# Brain Cramp -- Magnet Gauss Meter



## 1976Cordoba (Sep 20, 2000)

This was covered on here before but I can't find the info now for some reason . . .

Didn't someone say that Radio Shack sold a cheap gauss meter (magnetic strength tester thingy)? I want to try matching up some of my motor and traction magnets.

I've seen prices online from $40 tp $400 for gauss meters . . . is this the right piece of equipment I need? 

'doba


----------



## noddaz (Aug 6, 1999)

*Well.. not exactly...*

Radio Shack used to sell the _parts_ so that you can build your own gauss meter for matching magnets.
Since the unit built will not be calibrated, it will not give you a true gauss reading.
But what it will give you is a number that you can use to compare your magnets.
Here is a link to build the thingy... But I do not know if the Shack still sells all the parts you need to build it.
http://my.execpc.com/~rhoadley/magmeter.htm


----------



## 1976Cordoba (Sep 20, 2000)

What am I thinking of then? Was it a thread about testing arms? What's that -- an Ohm meter?

Jeez . . .

'doba


----------



## noddaz (Aug 6, 1999)

Well, the Shack does have inexpensive ohm meters....


----------



## AMX (Nov 1, 2005)

□ □ □

- [Complete the following]
a - Answer these about the gauss meter thread:
(i) Which magnets does the first poster want to match up?
(ii) Why will the home-built unit not give a true gauss reading?
(iii) What inexpensive kind of meter does the Shack have, according to the last reply shown?
b - From the gauss meter thread, repeat word for word the part that opens with the words containing "Radio Shack used" and closes with "true gauss reading.".
c - Pick up the gauss meter thread where it stops and keep writing it.

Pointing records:
□ □ □

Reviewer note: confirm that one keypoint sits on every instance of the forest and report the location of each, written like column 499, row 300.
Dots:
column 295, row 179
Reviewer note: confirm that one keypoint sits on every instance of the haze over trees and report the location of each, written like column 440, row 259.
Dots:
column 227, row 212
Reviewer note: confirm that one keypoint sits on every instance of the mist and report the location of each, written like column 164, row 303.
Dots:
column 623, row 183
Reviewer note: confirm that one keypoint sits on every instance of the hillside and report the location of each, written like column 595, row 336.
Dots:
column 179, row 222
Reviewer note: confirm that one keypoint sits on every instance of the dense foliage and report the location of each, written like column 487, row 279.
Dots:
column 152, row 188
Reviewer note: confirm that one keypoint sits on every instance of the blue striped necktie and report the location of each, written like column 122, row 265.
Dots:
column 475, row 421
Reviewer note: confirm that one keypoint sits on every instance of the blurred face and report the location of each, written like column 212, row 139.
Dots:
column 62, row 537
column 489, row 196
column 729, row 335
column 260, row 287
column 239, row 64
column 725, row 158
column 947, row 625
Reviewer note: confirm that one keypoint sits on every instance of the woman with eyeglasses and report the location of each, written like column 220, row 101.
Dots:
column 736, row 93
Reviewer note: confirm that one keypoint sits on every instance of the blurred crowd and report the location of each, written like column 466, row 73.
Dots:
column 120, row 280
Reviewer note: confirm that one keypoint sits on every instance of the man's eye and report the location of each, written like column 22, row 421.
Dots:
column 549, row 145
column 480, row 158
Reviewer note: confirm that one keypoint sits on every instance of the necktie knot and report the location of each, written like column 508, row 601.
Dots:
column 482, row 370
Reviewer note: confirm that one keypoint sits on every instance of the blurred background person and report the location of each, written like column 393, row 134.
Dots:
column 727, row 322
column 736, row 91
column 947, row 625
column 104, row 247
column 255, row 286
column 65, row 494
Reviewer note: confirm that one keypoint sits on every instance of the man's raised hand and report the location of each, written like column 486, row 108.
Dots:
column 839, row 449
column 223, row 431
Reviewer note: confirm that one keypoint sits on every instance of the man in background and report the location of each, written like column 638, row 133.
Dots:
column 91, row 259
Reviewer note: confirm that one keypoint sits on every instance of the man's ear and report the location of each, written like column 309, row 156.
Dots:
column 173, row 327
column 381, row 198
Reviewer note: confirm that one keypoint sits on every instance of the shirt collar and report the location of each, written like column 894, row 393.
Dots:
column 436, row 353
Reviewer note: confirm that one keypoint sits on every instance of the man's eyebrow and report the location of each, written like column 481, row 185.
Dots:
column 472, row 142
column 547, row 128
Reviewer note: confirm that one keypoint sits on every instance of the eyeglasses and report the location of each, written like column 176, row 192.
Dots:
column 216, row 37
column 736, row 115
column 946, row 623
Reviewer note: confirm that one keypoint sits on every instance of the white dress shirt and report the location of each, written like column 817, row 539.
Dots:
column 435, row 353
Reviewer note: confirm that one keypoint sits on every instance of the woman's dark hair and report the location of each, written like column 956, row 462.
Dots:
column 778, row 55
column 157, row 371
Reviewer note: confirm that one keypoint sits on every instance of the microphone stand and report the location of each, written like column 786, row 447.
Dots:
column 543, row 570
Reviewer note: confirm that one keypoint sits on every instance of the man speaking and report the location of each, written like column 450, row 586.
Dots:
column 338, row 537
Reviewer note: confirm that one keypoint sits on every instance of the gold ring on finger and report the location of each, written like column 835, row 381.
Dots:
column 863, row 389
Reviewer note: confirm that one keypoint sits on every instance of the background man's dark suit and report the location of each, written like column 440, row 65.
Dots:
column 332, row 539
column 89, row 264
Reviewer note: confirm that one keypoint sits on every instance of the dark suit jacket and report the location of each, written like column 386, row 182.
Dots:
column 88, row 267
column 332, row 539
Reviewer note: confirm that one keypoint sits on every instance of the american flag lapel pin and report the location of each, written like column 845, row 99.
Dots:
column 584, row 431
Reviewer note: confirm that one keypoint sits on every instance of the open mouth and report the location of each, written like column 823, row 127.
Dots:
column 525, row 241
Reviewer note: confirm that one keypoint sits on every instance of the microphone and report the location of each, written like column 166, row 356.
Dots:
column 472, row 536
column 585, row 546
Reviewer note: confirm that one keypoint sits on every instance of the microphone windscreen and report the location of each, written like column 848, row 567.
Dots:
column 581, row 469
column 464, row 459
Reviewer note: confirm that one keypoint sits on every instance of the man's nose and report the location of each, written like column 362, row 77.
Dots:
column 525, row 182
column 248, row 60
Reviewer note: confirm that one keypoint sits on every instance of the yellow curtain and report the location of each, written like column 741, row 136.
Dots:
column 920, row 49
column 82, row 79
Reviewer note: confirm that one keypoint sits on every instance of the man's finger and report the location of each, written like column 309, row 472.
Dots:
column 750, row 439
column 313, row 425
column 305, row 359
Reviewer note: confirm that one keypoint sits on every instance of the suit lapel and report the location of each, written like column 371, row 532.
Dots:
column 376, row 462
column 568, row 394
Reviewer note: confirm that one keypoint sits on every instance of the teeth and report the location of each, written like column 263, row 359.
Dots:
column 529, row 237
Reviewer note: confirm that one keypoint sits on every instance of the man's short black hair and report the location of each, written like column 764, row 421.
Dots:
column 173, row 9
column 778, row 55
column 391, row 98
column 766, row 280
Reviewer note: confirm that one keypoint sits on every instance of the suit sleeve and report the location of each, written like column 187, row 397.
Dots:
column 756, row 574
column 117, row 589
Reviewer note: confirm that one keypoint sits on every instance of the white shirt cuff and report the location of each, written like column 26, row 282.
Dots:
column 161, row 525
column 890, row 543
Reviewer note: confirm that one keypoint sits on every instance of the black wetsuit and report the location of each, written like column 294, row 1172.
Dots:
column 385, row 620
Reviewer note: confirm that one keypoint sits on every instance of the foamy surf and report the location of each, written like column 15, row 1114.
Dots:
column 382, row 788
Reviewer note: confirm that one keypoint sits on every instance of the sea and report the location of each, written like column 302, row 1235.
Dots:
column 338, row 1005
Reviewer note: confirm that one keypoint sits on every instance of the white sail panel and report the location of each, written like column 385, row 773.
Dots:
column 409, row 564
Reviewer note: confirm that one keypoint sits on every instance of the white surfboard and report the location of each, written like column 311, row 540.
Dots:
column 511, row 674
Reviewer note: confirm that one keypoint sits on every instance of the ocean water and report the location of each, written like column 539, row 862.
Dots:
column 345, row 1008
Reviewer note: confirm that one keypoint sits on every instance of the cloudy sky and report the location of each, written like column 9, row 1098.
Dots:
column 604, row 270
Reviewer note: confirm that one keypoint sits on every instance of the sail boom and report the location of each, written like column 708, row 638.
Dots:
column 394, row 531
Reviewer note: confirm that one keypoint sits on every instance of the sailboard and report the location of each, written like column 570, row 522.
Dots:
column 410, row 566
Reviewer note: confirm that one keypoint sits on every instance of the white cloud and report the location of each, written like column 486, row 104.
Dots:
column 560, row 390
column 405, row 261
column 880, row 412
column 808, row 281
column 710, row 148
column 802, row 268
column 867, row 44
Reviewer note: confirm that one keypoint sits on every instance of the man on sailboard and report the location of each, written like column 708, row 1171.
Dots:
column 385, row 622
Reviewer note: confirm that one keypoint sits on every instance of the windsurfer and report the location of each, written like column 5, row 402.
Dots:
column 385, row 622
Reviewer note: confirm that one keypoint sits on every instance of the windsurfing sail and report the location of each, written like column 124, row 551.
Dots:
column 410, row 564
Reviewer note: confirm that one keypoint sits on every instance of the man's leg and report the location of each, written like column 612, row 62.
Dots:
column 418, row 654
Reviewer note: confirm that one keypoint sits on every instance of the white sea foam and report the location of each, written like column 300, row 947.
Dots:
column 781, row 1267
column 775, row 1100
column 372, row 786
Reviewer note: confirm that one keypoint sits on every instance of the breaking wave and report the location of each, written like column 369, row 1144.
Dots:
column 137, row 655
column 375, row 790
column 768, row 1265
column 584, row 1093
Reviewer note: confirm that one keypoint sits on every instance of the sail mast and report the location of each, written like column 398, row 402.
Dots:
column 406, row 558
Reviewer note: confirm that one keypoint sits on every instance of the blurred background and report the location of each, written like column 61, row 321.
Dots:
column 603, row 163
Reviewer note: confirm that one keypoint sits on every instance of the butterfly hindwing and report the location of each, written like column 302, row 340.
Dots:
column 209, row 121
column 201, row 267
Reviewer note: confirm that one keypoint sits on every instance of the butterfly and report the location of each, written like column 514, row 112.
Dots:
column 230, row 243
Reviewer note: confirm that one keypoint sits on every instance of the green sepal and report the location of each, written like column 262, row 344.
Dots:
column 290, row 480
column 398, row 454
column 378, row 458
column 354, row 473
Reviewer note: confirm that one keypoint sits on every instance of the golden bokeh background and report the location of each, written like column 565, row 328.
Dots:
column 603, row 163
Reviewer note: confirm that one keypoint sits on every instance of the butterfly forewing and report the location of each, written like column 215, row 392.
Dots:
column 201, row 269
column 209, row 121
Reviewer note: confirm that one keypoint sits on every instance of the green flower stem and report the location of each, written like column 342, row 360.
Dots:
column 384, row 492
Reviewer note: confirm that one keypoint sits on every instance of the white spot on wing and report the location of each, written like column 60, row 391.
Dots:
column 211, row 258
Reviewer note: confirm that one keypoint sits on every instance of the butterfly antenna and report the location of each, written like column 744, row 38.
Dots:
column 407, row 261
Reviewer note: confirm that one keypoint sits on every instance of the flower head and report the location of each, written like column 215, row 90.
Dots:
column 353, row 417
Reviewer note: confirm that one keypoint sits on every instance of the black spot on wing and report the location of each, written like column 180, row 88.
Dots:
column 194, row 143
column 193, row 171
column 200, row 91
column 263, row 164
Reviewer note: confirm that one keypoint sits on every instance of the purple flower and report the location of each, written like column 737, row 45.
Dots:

□ □ □

- [Answers]
a -
(i) Motor and traction magnets.
(ii) It will not be calibrated.
(iii) Ohm meters.

b -
Radio Shack used to sell the _parts_ so that you can build your own gauss meter for matching magnets.
Since the unit built will not be calibrated, it will not give you a true gauss reading.

c -
If you want a gauss meter I wouldn't waste my time with anything less than an F.W. Bell unit. The other cheaper brands will just go out on you and with no factory support any money you spent will just be wasted.

You don't need a new current model, and quite frankly you probably would freak at the price, but you can pick up a 10 year old digital unit for around 2-300 bucks which is about what the home made ones are selling for and there is no comparison between an F.W. Bell unit and one that some guy adapted an ohm meter to work as a gauss meter.

I get them from time to time if you want one....let me know. I also can explain what fixtures you need to build to hold the magnets and the probe to accurately compare magnets - otherwise you will just be looking at numbers that change on a readout and not know what the hell any of it means.


If you want a decent digital ohm meter you can get them for between 20 bucks and 60 bucks that are plenty good. Some 3 dollar cheapies have proven to be pretty accurate as well that are commy chinese ;-)


----------



## Rayk (Aug 11, 2005)

Try the old way. An old piece of rail on the top of a plastic film container. Fill it with lead pellets. add or subtract pellets.


----------



## AMX (Nov 1, 2005)

Uh.......lead isn't attracted by magnets?


----------



## noddaz (Aug 6, 1999)

*ferrous metal?*



AMX said:


> Uh.......lead isn't attracted by magnets?


No. Lead is not a ferrous metal...


----------



## AMX (Nov 1, 2005)

Thats what I meant...no lead is not attracted by magnets... I guess the "?" threw you off.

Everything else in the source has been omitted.